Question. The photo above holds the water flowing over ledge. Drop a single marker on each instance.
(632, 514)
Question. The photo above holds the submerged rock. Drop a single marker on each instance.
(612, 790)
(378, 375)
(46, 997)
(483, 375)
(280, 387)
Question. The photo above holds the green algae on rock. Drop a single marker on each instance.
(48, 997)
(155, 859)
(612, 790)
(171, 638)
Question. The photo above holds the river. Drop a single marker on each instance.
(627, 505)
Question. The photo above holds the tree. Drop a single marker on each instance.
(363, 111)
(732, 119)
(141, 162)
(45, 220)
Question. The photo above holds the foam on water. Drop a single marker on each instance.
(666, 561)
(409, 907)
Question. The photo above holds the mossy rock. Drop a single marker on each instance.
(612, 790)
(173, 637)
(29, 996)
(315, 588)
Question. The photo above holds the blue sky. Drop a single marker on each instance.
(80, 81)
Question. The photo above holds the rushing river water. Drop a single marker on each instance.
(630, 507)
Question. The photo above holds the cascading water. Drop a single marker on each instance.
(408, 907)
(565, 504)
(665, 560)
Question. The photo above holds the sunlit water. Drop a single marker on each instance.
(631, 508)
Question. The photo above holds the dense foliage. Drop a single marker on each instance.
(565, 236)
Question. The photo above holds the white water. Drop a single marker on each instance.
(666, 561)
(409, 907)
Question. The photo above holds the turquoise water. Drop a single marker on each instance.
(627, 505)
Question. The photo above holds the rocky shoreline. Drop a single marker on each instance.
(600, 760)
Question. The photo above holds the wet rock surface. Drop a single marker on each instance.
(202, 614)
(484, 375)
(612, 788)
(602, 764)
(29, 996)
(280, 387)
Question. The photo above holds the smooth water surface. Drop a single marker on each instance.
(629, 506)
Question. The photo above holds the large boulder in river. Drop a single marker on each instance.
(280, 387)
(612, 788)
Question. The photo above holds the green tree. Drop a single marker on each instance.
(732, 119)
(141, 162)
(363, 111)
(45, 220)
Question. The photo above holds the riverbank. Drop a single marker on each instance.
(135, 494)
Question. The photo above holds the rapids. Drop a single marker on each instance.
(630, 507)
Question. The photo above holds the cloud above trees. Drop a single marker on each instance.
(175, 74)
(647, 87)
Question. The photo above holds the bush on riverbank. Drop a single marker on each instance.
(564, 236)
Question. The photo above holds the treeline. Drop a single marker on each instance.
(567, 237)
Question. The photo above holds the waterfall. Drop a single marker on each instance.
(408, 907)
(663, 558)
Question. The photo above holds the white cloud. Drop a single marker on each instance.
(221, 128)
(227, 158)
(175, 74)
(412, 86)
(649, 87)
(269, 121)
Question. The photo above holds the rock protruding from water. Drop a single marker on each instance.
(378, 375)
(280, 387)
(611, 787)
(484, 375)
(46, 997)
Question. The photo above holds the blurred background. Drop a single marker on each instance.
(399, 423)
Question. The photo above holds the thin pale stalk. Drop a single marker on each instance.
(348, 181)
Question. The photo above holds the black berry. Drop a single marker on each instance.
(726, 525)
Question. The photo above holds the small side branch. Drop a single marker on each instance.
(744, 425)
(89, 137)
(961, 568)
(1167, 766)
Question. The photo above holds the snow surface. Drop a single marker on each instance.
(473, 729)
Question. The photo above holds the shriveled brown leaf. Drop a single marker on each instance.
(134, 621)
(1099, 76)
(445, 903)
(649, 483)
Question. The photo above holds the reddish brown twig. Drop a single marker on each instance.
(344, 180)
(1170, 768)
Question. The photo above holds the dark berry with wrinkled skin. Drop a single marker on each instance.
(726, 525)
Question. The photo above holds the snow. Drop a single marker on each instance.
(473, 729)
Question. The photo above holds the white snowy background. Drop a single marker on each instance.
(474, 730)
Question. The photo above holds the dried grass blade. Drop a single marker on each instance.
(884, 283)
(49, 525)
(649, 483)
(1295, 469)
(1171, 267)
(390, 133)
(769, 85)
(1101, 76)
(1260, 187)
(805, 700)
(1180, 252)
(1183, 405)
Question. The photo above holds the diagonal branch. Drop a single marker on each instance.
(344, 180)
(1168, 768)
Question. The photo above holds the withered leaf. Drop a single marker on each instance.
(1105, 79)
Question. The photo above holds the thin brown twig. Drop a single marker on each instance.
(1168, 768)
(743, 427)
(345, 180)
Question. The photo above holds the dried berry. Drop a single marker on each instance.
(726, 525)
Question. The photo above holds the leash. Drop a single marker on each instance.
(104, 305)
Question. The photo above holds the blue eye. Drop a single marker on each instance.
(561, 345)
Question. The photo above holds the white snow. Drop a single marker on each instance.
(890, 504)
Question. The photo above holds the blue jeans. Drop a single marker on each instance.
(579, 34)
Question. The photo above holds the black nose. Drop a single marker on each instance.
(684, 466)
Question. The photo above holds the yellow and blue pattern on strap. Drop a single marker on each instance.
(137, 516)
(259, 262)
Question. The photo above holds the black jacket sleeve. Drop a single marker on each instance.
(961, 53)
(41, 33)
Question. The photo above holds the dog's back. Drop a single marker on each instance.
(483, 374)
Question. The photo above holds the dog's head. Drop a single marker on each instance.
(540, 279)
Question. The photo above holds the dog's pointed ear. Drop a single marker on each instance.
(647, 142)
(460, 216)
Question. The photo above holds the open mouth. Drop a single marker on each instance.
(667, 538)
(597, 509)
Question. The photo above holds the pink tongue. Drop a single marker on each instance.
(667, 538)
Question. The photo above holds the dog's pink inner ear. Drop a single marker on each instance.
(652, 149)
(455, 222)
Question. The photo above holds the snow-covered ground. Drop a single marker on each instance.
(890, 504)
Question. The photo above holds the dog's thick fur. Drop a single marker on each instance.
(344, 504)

---*---

» **Problem description**
An exact copy of every record above is needed. Write it out word for word.

» **Result of this task**
Question. The photo above holds the water flowing over ledge. Drop a single marker on each instance.
(632, 514)
Question. The photo above holds the submerged rock. Drop a single marker on each instance.
(612, 790)
(378, 375)
(46, 997)
(483, 375)
(280, 387)
Question. The photo above holds the green algae on rock. Drop a single marker on each instance.
(48, 997)
(155, 859)
(612, 790)
(171, 638)
Question. The photo above holds the river. Drop a single marker on each instance.
(627, 505)
Question. The photo above holds the tree. Drop a single marker on each instance.
(363, 111)
(732, 119)
(141, 162)
(45, 220)
Question. The photo above holds the foam on water. Drop a single marker on each instance.
(666, 561)
(409, 907)
Question. The photo above holds the mossy rock. Drop a single marker on each instance.
(612, 790)
(173, 637)
(29, 996)
(315, 588)
Question. The photo above holds the blue sky. Drop a single marker on each instance.
(80, 81)
Question. The photo above holds the rushing river water. Drop a single marker on each instance.
(630, 507)
Question. The photo above holds the cascading water. Drop a single marker on each instance.
(408, 907)
(565, 504)
(665, 560)
Question. The photo above holds the sunlit water. Drop a single marker on each instance.
(631, 508)
Question. The photo above holds the dense foliage. Drop a single marker on each instance.
(565, 236)
Question. The photo above holds the white water. Drop a single marker on each instance.
(666, 561)
(409, 907)
Question. The photo above holds the turquoise water. Drop a single marker on each instance.
(627, 505)
Question. The photo above holds the rocky shoreline. Drop a single marker on each instance.
(600, 760)
Question. The photo above holds the wet rock surface. Drop a single marker on each instance.
(202, 614)
(484, 375)
(612, 788)
(602, 764)
(29, 996)
(280, 387)
Question. The photo above holds the smooth water surface. Drop a single marker on each instance.
(629, 506)
Question. The photo above holds the large boulder in river. Drop a single marker on each instance.
(280, 387)
(612, 788)
Question. The photo above holds the green tree. Drop a single marker on each instance.
(732, 119)
(141, 162)
(363, 111)
(45, 220)
Question. The photo above holds the riverbank. Drop a single marker on each instance.
(135, 494)
Question. The photo above holds the rapids. Drop a single marker on each instance.
(630, 507)
Question. The photo above holds the cloud above trees. Drop a single marker on each instance.
(175, 74)
(647, 87)
Question. The photo above holds the bush on riverbank. Drop a single marker on each instance.
(564, 236)
Question. The photo above holds the treeline. Drop a single marker on each instance.
(567, 237)
Question. The photo above holds the waterfall. Drop a single marker on each instance.
(408, 907)
(663, 558)
Question. The photo above holds the white cloud. Drop a single marker on each instance.
(221, 128)
(227, 158)
(175, 74)
(412, 86)
(649, 87)
(269, 121)
Question. The photo above holds the rock protruding from water. Drop a single marker on each instance.
(378, 375)
(280, 387)
(611, 787)
(484, 375)
(46, 997)
Question. The photo above holds the blurred background. Drop a single marker on each instance.
(399, 423)
Question. The photo above holds the thin pale stalk. Drop a single marker on each instance.
(348, 181)
Question. The photo above holds the black berry. Drop a single marker on each instance.
(726, 525)
Question. The photo above holds the small side branch. Drop a single marker on each instance.
(744, 425)
(89, 137)
(961, 568)
(1167, 766)
Question. The photo above holds the snow surface. Drop a single marker on each instance.
(473, 729)
Question. The photo above holds the shriveled brown leaf. Drop a single marker on each instance.
(134, 621)
(1099, 76)
(445, 903)
(649, 483)
Question. The photo above holds the reddish brown twig. Drop a single marker on each instance.
(344, 180)
(1170, 768)
Question. The photo above holds the dark berry with wrinkled skin. Drop a single marker on each instance.
(726, 525)
Question. The photo above holds the snow. Drop a single marker on each instance.
(473, 729)
Question. The photo above holds the white snowy background. Drop a single marker on each instance.
(474, 730)
Question. The photo above holds the dried grass blade. Drop a single marker on each instance.
(884, 283)
(49, 525)
(649, 483)
(1295, 469)
(1171, 267)
(390, 133)
(769, 85)
(1101, 76)
(1260, 187)
(805, 700)
(1180, 252)
(1183, 405)
Question. The photo above holds the diagonal branch. Drop a single marker on each instance.
(344, 180)
(1168, 768)
Question. The photo above holds the withered leaf. Drop a single marker on each instance.
(1105, 79)
Question. The photo above holds the thin brown twig. Drop a single marker on each instance.
(1168, 768)
(743, 427)
(345, 180)
Question. The photo above holds the dried berry. Drop a single marker on each instance.
(726, 525)
Question. The photo above holds the leash. Drop a single marker on each instance.
(104, 305)
Question. The photo above holds the blue eye. Drop a single marker on each instance.
(561, 345)
Question. The photo above holds the white snow. Drop a single marker on each instance.
(890, 504)
Question. The photo above holds the blue jeans. Drop a single marker on each instance.
(579, 34)
Question. The photo above holds the black nose. Drop a single marker on each instance.
(684, 466)
Question. The photo above holds the yellow and blue pattern on strap. Drop a single marker on each instance.
(137, 516)
(259, 262)
Question. The photo above holds the black jacket sleeve. Drop a single marker on each instance.
(961, 53)
(41, 33)
Question. The photo above holds the dog's back. Drop a single marker on each instance.
(483, 374)
Question. The photo above holds the dog's head. Drop a single marker on each instance.
(540, 279)
Question. The photo above holds the dog's pointed ear. Drop a single marker on each instance.
(647, 142)
(460, 216)
Question. The photo above holds the open mouth. Drop a single marker on each instance.
(667, 538)
(597, 509)
Question. The photo above holds the pink tongue. Drop a single marker on each instance.
(667, 538)
Question. The photo above holds the dog's pink inner ear. Drop a single marker on each instance.
(652, 149)
(455, 222)
Question. The photo above holds the snow-covered ground. Drop a single marker on each instance.
(890, 504)
Question. The photo above holds the dog's thick fur. Drop a single marker on each instance.
(344, 504)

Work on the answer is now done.